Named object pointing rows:

╔══

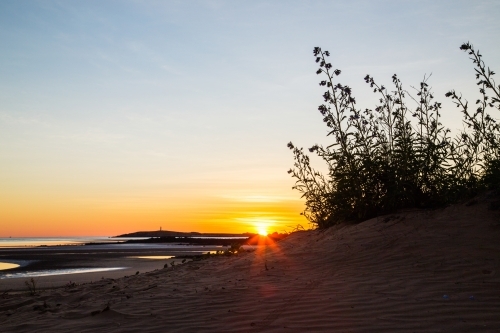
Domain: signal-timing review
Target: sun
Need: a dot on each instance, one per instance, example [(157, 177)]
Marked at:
[(262, 231)]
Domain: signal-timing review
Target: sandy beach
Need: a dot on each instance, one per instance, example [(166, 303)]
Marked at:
[(415, 271)]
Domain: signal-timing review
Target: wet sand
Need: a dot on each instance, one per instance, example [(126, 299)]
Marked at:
[(57, 258), (419, 271)]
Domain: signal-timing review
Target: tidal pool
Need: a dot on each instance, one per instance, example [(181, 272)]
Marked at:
[(7, 265)]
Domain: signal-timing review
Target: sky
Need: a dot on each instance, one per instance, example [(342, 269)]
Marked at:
[(120, 116)]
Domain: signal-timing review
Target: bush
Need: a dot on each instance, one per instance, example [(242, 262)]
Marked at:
[(395, 156)]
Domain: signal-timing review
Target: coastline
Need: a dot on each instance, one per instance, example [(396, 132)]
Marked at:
[(109, 261), (418, 271)]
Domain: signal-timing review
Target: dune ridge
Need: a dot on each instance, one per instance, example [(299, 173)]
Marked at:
[(414, 271)]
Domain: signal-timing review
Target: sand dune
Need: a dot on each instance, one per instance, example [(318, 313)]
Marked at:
[(419, 271)]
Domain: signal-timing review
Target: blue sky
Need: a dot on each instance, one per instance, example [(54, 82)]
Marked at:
[(187, 105)]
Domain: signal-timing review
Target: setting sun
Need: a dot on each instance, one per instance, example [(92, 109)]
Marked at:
[(262, 231)]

╚══

Copy the rows from the start through the line containing "[(419, 271)]", shifting every coordinate in the marked points by 29 while keeping the other lines unchanged. Leave the pictures out.

Reply to the task>
Domain: signal-timing review
Target: sun
Need: a dot on each instance, one per instance, example [(157, 177)]
Marked at:
[(291, 260)]
Domain: signal-timing review
Target: sandy beach
Need: a dot on each instance, one per instance, example [(166, 303)]
Marked at:
[(444, 300)]
Domain: signal-timing review
Target: wet sand
Need: a dot on each instance, one per instance, example [(126, 299)]
Marked at:
[(86, 287), (448, 300)]
Domain: signal-timing review
Target: tidal pool
Need: a dot on each instance, one per instance, example [(181, 272)]
Marked at:
[(36, 294)]
Domain: signal-timing review
Target: sky
Need: a dot on each instance, one per instance, example [(342, 269)]
Marked at:
[(149, 145)]
Domain: signal-timing review
Target: bush
Need: a dot on each instance, one per instance, example [(242, 262)]
Marked at:
[(424, 185)]
Domain: signal-timing review
Target: coastline
Need: a dot on each instance, one per instance, example [(396, 132)]
Marked at:
[(138, 290), (447, 300)]
Domain: signal-timing review
Target: dune ridge
Need: a dot on each instance, one per instance, example [(299, 173)]
Marked at:
[(443, 300)]
Domain: signal-timing review
Target: sand dune
Need: a dot on each instance, one per instance, example [(318, 313)]
Marked at:
[(448, 300)]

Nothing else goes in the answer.